Check each line of the material below for "dress" and copy those where it appears.

═════ Task input

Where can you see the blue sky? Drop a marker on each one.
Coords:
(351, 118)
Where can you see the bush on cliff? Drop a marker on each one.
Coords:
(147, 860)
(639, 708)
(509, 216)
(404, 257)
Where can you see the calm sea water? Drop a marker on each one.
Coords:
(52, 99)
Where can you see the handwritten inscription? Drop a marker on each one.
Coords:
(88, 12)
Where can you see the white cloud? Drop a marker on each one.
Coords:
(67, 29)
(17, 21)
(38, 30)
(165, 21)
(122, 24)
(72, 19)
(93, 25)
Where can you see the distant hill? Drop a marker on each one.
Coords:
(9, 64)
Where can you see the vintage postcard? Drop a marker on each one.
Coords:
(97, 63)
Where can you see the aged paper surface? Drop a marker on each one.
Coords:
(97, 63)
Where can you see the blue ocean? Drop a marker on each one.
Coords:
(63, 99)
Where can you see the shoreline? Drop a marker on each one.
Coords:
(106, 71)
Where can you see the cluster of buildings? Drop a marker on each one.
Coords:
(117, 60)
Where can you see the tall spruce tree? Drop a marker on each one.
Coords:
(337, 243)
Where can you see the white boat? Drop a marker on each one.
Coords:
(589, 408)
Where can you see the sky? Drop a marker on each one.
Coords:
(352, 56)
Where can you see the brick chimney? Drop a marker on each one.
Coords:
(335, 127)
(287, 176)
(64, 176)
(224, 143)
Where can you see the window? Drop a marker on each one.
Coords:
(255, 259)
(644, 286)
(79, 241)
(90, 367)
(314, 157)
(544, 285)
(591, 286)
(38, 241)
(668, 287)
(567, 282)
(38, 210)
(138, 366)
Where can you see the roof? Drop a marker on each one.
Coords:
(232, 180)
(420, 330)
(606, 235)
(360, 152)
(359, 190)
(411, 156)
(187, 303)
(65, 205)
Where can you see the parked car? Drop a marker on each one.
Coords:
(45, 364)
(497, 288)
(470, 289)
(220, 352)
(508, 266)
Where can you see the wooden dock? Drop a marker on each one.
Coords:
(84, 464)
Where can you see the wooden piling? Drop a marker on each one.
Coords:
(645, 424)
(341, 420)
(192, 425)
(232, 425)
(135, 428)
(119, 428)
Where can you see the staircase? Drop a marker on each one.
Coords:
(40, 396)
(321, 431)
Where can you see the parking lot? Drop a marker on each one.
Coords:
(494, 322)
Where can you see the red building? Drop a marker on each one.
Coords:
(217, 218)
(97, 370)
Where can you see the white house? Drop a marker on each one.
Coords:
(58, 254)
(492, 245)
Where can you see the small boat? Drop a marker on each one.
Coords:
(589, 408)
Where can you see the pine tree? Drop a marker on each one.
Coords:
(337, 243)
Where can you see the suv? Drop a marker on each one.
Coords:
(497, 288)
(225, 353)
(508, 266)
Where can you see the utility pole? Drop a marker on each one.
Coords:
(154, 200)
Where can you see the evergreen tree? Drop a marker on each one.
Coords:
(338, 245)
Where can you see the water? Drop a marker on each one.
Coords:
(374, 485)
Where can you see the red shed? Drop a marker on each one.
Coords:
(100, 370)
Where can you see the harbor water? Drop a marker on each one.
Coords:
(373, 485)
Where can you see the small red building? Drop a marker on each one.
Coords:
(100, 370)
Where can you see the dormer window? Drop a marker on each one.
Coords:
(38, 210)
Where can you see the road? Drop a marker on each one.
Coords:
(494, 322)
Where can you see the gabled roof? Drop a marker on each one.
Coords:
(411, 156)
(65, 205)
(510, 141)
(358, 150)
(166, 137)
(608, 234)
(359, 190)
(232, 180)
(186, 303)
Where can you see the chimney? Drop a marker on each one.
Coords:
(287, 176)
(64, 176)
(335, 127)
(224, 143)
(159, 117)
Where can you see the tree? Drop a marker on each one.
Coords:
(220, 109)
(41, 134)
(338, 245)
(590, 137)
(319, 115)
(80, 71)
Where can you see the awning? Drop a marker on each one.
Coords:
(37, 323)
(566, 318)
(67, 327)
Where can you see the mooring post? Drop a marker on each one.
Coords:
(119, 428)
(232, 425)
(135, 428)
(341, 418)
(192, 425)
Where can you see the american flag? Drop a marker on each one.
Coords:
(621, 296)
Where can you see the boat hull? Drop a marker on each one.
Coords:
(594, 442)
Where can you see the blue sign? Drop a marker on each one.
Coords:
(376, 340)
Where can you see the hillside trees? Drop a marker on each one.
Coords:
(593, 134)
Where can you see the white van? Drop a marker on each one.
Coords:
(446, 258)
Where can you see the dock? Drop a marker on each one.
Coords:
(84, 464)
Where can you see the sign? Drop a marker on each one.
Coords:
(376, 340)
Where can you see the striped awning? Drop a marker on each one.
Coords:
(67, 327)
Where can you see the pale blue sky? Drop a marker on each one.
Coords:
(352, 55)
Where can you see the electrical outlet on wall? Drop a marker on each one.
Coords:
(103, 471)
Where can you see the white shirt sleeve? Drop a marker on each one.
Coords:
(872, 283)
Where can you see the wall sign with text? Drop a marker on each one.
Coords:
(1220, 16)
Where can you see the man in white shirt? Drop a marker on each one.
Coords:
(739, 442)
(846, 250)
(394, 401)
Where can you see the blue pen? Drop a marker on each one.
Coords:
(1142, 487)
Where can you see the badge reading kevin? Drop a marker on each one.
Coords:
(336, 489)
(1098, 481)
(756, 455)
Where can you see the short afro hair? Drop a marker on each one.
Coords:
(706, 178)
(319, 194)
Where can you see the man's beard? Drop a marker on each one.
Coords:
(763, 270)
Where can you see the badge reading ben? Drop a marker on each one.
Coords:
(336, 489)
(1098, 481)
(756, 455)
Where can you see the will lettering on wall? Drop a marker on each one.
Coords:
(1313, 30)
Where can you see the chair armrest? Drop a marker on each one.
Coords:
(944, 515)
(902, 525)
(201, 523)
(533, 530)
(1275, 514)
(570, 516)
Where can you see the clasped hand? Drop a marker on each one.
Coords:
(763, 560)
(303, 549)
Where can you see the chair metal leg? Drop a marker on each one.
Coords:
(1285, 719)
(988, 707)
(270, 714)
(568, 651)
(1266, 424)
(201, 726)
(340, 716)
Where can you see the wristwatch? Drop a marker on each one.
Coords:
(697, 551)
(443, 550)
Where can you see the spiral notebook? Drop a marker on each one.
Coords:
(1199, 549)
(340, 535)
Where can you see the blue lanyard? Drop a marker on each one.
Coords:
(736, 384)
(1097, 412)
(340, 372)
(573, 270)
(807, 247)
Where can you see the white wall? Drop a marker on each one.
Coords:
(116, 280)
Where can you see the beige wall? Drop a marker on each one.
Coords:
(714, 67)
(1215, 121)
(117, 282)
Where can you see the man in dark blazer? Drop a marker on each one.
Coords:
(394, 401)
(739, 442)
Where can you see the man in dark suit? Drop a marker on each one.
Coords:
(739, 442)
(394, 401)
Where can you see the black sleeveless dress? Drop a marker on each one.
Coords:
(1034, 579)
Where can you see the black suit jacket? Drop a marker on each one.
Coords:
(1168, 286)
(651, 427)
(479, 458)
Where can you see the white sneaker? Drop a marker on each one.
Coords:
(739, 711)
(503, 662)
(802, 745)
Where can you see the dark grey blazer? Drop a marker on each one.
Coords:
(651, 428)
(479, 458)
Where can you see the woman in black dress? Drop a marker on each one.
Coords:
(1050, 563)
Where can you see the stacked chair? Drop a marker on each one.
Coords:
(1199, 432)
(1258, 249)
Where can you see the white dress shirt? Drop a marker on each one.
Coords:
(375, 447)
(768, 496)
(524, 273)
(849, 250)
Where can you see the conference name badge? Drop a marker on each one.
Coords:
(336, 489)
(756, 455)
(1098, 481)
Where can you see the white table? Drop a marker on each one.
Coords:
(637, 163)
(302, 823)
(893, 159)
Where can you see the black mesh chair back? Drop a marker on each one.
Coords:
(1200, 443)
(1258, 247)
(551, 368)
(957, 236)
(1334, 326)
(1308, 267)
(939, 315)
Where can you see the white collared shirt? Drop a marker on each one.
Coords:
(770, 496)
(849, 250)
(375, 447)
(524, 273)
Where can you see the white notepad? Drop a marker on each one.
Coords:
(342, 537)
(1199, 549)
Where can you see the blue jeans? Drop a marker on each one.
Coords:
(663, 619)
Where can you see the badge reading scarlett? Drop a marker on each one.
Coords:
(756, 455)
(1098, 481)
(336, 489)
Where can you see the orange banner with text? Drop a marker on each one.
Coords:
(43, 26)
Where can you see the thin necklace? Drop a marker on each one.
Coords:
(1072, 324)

══════════

▶ [Expected answer]
Where can you see the black sleeveless dress? Drop a marker on each one.
Where can you see the woman in black dress? Drop a marker on each one.
Where can you see the white dress shirt? Drop a marker on each one.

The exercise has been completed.